DIRECTIONS FOR THIS TASK. Print the listing below line for line, leaving out the pictures.
▬▬▬▬▬▬
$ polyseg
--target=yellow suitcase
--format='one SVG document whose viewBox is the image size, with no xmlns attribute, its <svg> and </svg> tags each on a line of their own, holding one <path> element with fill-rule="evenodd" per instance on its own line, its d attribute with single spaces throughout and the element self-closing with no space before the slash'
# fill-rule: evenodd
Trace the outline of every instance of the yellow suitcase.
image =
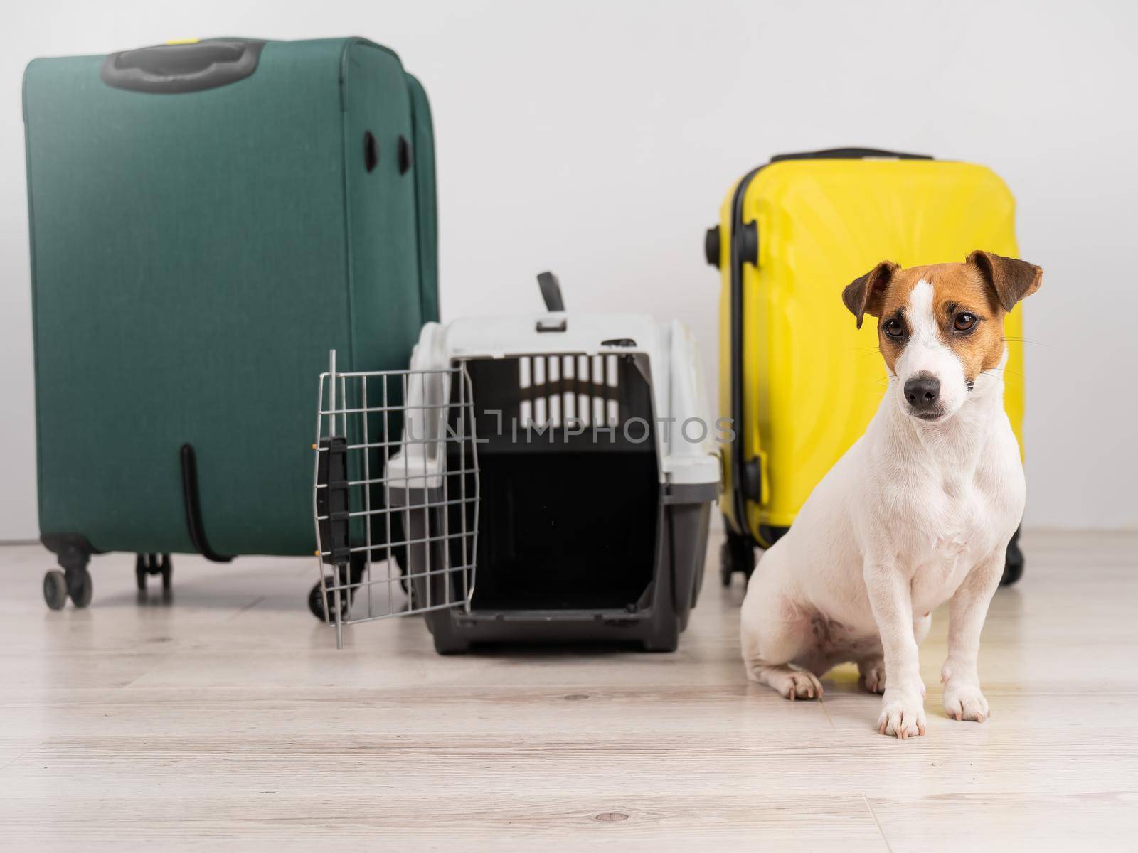
<svg viewBox="0 0 1138 853">
<path fill-rule="evenodd" d="M 727 193 L 706 238 L 721 272 L 719 409 L 724 583 L 753 546 L 790 528 L 818 480 L 865 431 L 885 389 L 876 323 L 860 330 L 842 289 L 880 260 L 1016 256 L 1015 200 L 990 169 L 875 149 L 780 155 Z M 1023 439 L 1022 308 L 1007 316 L 1005 406 Z M 1019 532 L 1005 582 L 1023 571 Z"/>
</svg>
▬▬▬▬▬▬
ANSWER TO THIS EXERCISE.
$ polyseg
--target=yellow suitcase
--format='one SVG document whose viewBox is the image size, with no xmlns attribute, its <svg> and </svg> tags each on a line of their own, holding one <path> element with fill-rule="evenodd" per instance on its own line, its d attribute with single spaces throughout and the element self-closing with no space before the slash'
# fill-rule: evenodd
Trace the outline of every instance of the yellow suitcase.
image =
<svg viewBox="0 0 1138 853">
<path fill-rule="evenodd" d="M 727 193 L 706 238 L 721 272 L 719 409 L 724 583 L 753 546 L 790 528 L 818 480 L 865 431 L 885 389 L 876 323 L 860 330 L 842 289 L 880 260 L 1016 256 L 1015 200 L 990 169 L 875 149 L 780 155 Z M 1023 439 L 1022 308 L 1007 316 L 1005 406 Z M 1019 532 L 1005 582 L 1023 571 Z"/>
</svg>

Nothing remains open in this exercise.